## What is needed:
Present everything from the start of the items below down to the line containing "pixel 355 97", both ends included, as a numbered list with blank lines left out.

## Records:
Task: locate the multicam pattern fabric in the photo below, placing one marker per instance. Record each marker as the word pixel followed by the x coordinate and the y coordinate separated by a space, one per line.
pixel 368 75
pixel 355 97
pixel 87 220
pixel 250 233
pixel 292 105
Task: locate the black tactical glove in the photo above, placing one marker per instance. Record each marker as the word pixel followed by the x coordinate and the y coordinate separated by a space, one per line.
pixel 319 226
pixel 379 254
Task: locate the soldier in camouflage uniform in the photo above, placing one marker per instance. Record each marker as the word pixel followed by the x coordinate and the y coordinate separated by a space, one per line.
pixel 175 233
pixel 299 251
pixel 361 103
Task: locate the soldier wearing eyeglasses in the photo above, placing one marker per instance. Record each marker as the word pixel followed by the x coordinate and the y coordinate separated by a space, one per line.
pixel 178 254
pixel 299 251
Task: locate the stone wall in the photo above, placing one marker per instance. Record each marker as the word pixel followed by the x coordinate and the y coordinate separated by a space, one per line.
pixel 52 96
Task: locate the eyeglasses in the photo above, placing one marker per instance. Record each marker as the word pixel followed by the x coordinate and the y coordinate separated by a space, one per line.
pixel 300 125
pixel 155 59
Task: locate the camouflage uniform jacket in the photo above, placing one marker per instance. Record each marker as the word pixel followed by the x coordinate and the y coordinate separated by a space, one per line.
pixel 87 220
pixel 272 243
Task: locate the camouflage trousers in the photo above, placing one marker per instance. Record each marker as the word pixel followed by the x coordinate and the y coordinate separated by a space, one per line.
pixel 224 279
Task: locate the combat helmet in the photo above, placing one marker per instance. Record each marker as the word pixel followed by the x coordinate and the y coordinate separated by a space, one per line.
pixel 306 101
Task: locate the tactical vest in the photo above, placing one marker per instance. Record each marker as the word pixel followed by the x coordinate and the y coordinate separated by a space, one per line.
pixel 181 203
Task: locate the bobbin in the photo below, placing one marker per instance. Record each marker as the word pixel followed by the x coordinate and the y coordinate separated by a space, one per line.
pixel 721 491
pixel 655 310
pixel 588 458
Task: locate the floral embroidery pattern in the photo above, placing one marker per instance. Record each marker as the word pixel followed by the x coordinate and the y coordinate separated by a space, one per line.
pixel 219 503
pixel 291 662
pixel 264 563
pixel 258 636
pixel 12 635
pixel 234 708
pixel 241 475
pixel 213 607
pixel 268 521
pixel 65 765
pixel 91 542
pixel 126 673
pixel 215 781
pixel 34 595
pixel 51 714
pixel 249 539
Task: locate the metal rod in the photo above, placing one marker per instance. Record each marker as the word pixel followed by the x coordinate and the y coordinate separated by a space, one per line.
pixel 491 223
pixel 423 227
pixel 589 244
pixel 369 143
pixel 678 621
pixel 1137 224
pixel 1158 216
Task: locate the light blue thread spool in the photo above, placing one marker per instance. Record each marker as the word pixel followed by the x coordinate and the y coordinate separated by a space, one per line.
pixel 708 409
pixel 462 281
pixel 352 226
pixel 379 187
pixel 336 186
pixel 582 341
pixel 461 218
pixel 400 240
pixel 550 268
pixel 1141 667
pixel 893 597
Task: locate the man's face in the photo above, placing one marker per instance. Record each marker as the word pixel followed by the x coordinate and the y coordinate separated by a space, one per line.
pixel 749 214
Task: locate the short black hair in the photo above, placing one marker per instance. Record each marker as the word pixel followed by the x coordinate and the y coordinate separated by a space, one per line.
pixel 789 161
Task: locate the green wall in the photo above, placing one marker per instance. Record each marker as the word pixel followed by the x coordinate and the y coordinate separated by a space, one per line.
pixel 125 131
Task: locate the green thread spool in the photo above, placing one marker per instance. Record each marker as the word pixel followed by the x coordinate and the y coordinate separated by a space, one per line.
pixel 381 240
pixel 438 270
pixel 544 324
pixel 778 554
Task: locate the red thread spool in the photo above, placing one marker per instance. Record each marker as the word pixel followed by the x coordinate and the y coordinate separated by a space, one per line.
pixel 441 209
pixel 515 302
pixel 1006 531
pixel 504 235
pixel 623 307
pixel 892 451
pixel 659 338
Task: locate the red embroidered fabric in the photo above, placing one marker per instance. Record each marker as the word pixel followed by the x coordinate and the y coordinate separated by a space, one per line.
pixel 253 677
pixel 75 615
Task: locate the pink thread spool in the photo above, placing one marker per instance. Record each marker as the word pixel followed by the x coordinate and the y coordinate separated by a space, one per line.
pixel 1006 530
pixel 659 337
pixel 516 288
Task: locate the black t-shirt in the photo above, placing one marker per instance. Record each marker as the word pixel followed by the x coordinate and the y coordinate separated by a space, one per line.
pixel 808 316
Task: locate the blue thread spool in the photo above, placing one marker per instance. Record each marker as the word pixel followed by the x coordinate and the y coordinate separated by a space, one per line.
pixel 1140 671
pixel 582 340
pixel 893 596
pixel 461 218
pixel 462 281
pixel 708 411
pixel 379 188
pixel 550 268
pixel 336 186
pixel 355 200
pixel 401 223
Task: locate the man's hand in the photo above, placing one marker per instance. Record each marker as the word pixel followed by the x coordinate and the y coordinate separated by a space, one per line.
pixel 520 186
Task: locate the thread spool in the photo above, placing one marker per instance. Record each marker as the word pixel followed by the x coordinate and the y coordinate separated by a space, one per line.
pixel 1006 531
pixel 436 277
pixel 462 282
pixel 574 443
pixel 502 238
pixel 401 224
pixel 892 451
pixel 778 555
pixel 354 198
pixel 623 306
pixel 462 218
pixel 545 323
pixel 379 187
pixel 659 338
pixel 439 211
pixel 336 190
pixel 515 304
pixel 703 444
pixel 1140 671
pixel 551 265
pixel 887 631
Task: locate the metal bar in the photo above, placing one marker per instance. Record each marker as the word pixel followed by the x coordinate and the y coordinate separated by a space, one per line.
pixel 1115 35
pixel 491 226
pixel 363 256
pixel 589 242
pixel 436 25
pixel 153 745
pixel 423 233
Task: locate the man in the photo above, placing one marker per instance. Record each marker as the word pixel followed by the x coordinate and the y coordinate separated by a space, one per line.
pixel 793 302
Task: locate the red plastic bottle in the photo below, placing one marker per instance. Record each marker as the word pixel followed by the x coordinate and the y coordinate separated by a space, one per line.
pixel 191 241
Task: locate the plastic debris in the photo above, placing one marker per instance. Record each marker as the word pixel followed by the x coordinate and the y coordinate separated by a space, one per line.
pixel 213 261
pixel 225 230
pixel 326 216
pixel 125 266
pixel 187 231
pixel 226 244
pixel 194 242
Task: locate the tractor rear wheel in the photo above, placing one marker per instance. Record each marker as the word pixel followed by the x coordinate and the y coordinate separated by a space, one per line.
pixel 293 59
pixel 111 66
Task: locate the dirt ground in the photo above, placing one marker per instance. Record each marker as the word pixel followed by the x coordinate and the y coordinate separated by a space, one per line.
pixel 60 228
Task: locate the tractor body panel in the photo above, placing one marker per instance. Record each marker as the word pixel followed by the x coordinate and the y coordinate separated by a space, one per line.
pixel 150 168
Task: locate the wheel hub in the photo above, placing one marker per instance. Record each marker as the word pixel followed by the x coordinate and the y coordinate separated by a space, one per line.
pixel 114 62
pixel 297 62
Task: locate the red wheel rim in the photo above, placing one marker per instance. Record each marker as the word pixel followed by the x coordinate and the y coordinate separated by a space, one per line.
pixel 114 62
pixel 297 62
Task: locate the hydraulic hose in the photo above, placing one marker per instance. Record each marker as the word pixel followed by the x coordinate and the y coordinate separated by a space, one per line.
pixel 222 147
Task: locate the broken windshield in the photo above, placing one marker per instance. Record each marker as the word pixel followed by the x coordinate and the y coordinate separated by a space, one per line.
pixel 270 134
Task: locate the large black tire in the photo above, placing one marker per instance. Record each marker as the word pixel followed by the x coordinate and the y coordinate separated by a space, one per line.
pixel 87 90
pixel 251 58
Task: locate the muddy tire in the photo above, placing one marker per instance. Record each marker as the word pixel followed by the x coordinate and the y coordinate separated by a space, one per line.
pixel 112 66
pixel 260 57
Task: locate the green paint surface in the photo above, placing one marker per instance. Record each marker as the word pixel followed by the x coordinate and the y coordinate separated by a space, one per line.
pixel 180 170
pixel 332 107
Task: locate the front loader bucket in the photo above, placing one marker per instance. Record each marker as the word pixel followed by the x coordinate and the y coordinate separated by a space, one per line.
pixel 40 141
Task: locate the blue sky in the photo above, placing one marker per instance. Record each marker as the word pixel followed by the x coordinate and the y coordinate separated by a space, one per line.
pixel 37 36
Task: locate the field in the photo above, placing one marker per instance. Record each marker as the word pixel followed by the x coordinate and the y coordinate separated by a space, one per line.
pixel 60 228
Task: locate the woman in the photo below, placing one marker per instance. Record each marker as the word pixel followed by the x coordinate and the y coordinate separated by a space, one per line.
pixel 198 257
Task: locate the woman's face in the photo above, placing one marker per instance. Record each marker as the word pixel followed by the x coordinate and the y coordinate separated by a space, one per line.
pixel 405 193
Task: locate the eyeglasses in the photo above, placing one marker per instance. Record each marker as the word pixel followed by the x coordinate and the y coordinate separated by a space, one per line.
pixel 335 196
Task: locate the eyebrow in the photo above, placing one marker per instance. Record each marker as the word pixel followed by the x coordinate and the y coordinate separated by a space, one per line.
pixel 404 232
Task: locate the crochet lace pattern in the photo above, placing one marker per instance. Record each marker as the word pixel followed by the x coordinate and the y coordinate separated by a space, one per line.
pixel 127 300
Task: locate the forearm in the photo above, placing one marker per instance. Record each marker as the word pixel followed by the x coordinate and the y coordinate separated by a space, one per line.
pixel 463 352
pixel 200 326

## Output of the task:
1. Task: locate the multicam pattern fabric in the photo below, placing one marker per instance. Record each marker as the word pixel followed by the x coordinate and the y coordinate separated by a space, one per line.
2. pixel 368 75
3. pixel 355 97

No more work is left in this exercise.